▶ **Provided data**
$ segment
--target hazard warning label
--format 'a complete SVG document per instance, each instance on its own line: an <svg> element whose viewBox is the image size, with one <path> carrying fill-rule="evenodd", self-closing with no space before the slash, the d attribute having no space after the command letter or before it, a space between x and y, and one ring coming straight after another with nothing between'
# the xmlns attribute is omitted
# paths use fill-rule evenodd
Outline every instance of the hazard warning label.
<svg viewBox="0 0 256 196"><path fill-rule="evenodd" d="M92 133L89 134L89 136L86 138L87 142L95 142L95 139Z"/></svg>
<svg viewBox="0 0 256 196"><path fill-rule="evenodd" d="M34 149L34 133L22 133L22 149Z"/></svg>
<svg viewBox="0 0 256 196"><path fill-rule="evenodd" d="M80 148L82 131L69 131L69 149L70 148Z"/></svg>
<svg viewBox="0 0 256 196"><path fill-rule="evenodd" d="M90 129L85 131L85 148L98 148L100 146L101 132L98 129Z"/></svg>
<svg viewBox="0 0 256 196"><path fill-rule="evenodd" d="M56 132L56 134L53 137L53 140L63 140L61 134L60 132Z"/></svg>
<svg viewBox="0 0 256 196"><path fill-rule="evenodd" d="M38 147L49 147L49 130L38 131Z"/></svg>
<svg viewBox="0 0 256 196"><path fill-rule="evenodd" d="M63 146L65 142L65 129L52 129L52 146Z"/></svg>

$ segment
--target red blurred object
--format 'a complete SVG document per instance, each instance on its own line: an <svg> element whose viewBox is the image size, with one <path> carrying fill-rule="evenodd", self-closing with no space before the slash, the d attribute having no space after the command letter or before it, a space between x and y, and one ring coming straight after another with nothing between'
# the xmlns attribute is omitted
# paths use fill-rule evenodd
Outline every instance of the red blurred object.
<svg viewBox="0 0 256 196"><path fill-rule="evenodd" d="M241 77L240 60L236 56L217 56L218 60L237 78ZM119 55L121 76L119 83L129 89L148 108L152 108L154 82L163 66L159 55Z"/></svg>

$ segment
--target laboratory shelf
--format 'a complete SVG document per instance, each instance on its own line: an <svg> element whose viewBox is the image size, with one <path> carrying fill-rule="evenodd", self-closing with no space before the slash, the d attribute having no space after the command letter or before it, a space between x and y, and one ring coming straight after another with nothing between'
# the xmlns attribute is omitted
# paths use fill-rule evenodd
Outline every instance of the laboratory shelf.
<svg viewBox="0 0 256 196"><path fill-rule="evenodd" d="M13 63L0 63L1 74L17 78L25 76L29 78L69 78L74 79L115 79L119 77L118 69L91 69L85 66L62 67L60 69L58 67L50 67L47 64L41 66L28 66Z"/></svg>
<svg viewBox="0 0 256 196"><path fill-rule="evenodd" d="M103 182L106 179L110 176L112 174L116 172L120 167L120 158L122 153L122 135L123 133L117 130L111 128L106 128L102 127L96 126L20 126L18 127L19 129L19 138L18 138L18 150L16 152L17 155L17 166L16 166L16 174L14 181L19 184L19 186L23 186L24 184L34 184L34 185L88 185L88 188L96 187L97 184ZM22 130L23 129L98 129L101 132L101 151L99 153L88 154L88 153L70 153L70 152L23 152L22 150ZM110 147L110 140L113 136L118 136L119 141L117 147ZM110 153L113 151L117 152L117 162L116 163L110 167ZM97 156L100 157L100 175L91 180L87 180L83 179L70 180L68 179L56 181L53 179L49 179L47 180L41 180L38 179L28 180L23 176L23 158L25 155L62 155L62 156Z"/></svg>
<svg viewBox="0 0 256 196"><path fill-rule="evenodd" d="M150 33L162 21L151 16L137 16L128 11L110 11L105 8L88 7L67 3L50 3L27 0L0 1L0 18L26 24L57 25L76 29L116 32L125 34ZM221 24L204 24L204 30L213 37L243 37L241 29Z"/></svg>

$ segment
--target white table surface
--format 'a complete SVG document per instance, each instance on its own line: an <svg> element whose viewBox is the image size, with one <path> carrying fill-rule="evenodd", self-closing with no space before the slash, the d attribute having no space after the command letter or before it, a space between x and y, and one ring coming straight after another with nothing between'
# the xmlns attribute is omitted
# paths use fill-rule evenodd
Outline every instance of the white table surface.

▶ **Request**
Render all of the data above as a Markdown table with the columns Row and Line, giving each non-blank line its own numbered row.

▶ **Finished answer**
| Row | Line |
|---|---|
| 1 | $ segment |
| 2 | --target hazard warning label |
| 3 | --format 'a complete SVG document per instance, each instance on its own line: an <svg> element whose viewBox is the image size, with one <path> carrying fill-rule="evenodd", self-closing with no space before the slash, the d attribute having no space after the command letter or before it, a space between x and y, and one ring coming straight after another with nothing between' |
| 4 | # the xmlns attribute is omitted |
| 5 | # paths use fill-rule evenodd |
| 6 | Outline every instance of the hazard warning label. |
| 7 | <svg viewBox="0 0 256 196"><path fill-rule="evenodd" d="M92 133L89 134L89 136L86 138L87 142L95 142L95 139Z"/></svg> |
| 8 | <svg viewBox="0 0 256 196"><path fill-rule="evenodd" d="M34 149L34 133L22 133L22 149Z"/></svg> |
| 9 | <svg viewBox="0 0 256 196"><path fill-rule="evenodd" d="M80 148L82 131L69 131L69 149L70 148Z"/></svg> |
| 10 | <svg viewBox="0 0 256 196"><path fill-rule="evenodd" d="M90 129L85 131L85 148L98 148L100 146L101 132L98 129Z"/></svg> |
| 11 | <svg viewBox="0 0 256 196"><path fill-rule="evenodd" d="M56 132L56 134L53 137L53 140L63 140L61 134L60 132Z"/></svg> |
| 12 | <svg viewBox="0 0 256 196"><path fill-rule="evenodd" d="M38 147L49 147L49 130L38 131Z"/></svg> |
| 13 | <svg viewBox="0 0 256 196"><path fill-rule="evenodd" d="M63 146L65 142L65 129L52 129L52 146Z"/></svg> |
| 14 | $ segment |
| 15 | --target red blurred object |
| 16 | --format 'a complete SVG document per instance, each instance on its own line: an <svg> element whose viewBox is the image size, with one <path> carrying fill-rule="evenodd", self-closing with no space before the slash, the d attribute having no space after the command letter or before it, a space between x and y, and one ring coming straight after another with nothing between' |
| 17 | # the xmlns attribute is omitted |
| 18 | # paths use fill-rule evenodd |
| 19 | Outline every instance of the red blurred object. |
| 20 | <svg viewBox="0 0 256 196"><path fill-rule="evenodd" d="M241 77L240 60L236 56L217 56L218 60L237 78ZM119 55L121 76L119 83L129 89L148 108L152 108L154 82L163 66L159 55Z"/></svg> |
| 21 | $ segment |
| 22 | --target laboratory shelf |
| 23 | --format 'a complete SVG document per instance, each instance on its own line: an <svg> element whose viewBox is the image size, with one <path> carrying fill-rule="evenodd", self-closing with no space before the slash, the d attribute having no space after the command letter or before it, a space between x and y, and one ring coming straight after another with nothing between' |
| 24 | # the xmlns attribute is omitted |
| 25 | # paths use fill-rule evenodd |
| 26 | Outline every instance of the laboratory shelf. |
| 27 | <svg viewBox="0 0 256 196"><path fill-rule="evenodd" d="M13 63L0 63L1 74L17 78L25 76L29 78L69 78L74 79L115 79L119 77L118 69L91 69L85 66L62 67L60 69L58 67L50 67L47 64L41 66L28 66Z"/></svg> |
| 28 | <svg viewBox="0 0 256 196"><path fill-rule="evenodd" d="M103 182L106 179L110 176L112 174L116 172L120 167L120 158L122 153L122 135L123 133L117 130L111 128L106 128L102 127L96 126L20 126L18 127L19 129L19 138L18 138L18 150L16 152L17 155L17 166L16 166L16 174L14 181L19 184L19 186L23 186L24 184L34 184L34 185L88 185L88 188L96 187L97 184ZM22 130L23 129L98 129L101 132L101 151L99 153L88 154L88 153L70 153L70 152L23 152L22 150ZM110 147L110 140L113 136L118 136L119 141L117 147ZM110 153L113 151L117 152L117 162L116 163L110 167ZM97 156L100 157L100 175L91 180L87 180L83 179L70 180L68 179L56 181L53 179L49 179L47 180L41 180L38 179L28 180L23 176L23 158L25 155L62 155L62 156Z"/></svg> |
| 29 | <svg viewBox="0 0 256 196"><path fill-rule="evenodd" d="M150 33L162 21L151 16L137 16L128 11L110 11L105 8L88 7L67 3L50 3L27 0L0 1L0 18L26 24L57 25L76 29L116 32L125 34ZM221 24L204 24L204 30L213 37L243 37L241 29Z"/></svg> |
| 30 | $ segment |
| 31 | --target white table surface |
| 32 | --format 'a complete SVG document per instance, each instance on its own line: an <svg> element whose viewBox is the image size, with one <path> carrying fill-rule="evenodd", self-closing with no space before the slash, the d attribute having no space after the command letter or before it, a space between x and y, and one ring coming straight after another with nothing between' |
| 33 | # the xmlns attribute is omitted |
| 34 | # paths use fill-rule evenodd |
| 35 | Outline every instance of the white table surface. |